** Passage follows **
The training in humid Cairns may go some way towards giving Hunt an edge to keep on going amid the similar Hawai'ian climate.
The former Indigenous Marathon Project runner, who made it through 42.195kms for the first time at New York City in 2013, has been running three times a week, but with a fourth straight off the bike to simulate the final transition in this women's only race.
"It's going to be a helluva lot harder with conditions there challenging," she says.
"It's known to be incredibly hot, with the bike leg apparently windy with lots of cross-winds."
But that's just a blip on the radar that Hunt will take in her stride much like the switch from marathons to triathlons – and now onto the ultimate of ultra-triathlons.
The long-shot opportunity at a rare world title is too good to let slip by and the upshot of the commitment demands an increase of training loads to insanely new levels.
Hunt may be new to the Ironman, whose seven words make fit athletes tremble, but she firmly understands the unofficial rules of a race that's more of a trek or a journey.
Competitors simply can't cheat the Ironman. There's no shortcuts to the end.
There's nearly 226 kilometres to swim, cycle and run, not just the 112.9kms of Cairns, and certainly not the 42.195kms of New York City without the goggles or pedals.
There's either finishing or quitting, but just finishing the Ironman is akin to a victory.

Hunt is under no apprehension, and is putting in the work because the consequences is that the body could but probably will shut down otherwise.
She commits 16 hours a week, every week, with up to 13 sessions to prepare to avoid the unfathomable, including three or four days focused on running compared to six days for marathons, all the while working, studying, raising a child, and having a life.
"It gets a little bit hectic now, but it's a lot less taxing on the body though," Hunt says.
"It might be a higher volume, but the impact is not there like just running."
After giving birth for the first time in 2018, Hunt ran out a return marathon just prior to the first birthday of her son, Alexander.
** End of Passage **
Your objective: Write what comes next in the passage about Hunt's Ironman training, picking up after its last sentence.
** Extracted information follows **
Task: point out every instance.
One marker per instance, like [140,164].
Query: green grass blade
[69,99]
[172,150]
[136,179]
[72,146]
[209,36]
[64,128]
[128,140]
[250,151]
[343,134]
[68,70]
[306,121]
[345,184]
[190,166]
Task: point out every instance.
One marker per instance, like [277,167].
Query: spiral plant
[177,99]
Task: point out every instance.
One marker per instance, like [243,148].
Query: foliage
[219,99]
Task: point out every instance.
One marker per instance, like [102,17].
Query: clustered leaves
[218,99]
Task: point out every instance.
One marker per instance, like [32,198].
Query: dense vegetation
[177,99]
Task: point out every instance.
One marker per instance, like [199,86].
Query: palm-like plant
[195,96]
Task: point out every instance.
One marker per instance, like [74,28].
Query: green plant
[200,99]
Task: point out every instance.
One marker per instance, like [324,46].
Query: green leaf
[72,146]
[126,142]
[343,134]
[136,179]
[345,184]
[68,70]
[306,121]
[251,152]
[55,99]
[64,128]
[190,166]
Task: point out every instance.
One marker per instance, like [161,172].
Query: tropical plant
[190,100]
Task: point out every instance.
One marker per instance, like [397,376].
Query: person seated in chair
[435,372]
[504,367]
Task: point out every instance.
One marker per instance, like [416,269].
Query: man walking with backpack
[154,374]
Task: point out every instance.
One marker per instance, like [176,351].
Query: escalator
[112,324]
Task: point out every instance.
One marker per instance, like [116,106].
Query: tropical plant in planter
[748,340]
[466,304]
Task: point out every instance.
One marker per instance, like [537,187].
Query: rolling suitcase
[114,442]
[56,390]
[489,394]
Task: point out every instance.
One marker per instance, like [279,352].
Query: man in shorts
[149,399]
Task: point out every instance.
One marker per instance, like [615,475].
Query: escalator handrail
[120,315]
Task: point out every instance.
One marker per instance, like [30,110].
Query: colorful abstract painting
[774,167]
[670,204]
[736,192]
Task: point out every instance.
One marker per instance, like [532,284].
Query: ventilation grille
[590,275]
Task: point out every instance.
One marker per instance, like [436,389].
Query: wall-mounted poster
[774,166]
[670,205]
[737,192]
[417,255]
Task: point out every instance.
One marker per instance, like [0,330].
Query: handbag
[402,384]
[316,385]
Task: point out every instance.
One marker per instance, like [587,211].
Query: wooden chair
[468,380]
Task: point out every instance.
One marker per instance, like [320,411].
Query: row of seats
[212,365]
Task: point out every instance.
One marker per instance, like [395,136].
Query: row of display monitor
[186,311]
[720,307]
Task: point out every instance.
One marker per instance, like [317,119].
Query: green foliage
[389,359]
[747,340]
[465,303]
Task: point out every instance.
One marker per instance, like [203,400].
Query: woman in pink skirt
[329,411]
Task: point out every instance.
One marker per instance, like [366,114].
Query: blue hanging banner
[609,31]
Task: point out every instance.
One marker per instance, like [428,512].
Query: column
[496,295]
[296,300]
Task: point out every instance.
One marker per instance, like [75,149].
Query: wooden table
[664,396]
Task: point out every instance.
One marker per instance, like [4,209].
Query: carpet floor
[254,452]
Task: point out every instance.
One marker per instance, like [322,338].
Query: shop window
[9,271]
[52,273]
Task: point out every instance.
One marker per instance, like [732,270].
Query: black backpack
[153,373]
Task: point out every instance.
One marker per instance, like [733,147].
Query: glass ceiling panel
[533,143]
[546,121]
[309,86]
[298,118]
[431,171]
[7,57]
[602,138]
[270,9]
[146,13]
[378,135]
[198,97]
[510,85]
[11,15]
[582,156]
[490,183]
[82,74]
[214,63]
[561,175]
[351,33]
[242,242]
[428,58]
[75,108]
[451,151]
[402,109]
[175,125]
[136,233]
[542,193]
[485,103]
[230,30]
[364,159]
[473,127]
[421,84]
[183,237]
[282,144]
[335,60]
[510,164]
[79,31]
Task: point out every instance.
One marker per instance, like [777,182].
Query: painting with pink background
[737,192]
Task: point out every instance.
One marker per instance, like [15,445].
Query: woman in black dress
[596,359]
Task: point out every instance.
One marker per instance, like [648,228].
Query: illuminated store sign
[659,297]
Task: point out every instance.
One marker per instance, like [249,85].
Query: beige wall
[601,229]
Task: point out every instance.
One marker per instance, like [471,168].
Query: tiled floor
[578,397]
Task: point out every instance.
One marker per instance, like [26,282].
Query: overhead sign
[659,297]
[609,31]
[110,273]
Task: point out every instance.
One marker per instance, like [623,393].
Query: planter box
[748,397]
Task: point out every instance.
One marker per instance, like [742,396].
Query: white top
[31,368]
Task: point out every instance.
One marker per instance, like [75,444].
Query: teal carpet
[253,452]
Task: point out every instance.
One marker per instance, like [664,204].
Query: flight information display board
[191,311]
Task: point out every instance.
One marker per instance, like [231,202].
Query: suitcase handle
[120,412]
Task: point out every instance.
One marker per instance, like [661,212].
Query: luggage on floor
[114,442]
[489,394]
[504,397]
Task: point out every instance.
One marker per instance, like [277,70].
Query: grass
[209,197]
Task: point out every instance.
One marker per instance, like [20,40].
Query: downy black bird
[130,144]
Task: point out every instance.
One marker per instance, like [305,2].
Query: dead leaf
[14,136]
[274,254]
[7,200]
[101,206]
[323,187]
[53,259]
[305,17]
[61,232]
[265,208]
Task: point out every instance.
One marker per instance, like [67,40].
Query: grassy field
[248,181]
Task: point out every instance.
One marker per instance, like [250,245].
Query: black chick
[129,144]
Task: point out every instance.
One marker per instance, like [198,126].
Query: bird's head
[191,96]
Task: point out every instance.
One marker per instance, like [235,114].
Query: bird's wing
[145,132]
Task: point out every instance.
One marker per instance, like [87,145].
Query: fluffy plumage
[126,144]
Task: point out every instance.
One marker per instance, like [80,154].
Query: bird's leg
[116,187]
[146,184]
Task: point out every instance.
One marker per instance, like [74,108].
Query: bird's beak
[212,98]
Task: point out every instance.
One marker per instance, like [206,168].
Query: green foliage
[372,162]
** End of Extracted information **
Written answer:
But something just didn't feel right anymore.
It wasn't pulling up sore necessarily from the first marathon in around two years.
Rather the impacts of motherhood on daily life.
"Trying to train six days a week, you're sleep deprived and your body is so different," she says.
"Then I really just struggled and hated it, and not enjoyed running at all."
It was pointed out that triathlons were never her natural fit.
That's an amazing admission from Hunt for someone, who's been crossing each of the days off the calendar until the date of the Ironman World Championship in October.

Slowly but surely, she had to be persuaded to take up the tri-sport, one stage at a time.
Not until Nat Heath, the third Aboriginal man to complete the Hawai'i race after Ben Bowen did likewise 12 years before, had "planted the seed", according to Hunt, to just suggest the bike into the routine to take the load off the sore feet did she consider it.
But there was still one problem no words into her ear could change the psychological barrier inside of her head.
Cairns members of the TriMob – the Indigenous organisation that Heath for all intents and purposes founded after dipping his toes into Hawai'ian waters – were struggling to understand why Hunt would not take the plunge until delving into her background.
"I really couldn't swim, so I wasn't going to do triathlons," she says.
"I was just enjoying this group, then no-one knew I was a runner.
"They just thought I was a newbie, just learning how to ride a bike far."
She's come so far and gone through it all in such a short time.
From jellyfish stings that perpetuated her phobia of ocean swimming to a serious bike accident just days before her first Cairns triathlon.
But the unashamed mum that often runs 25 kilometres while pushing the pram with 20 kilograms of love has overcome setbacks to change the narrative for inspiration.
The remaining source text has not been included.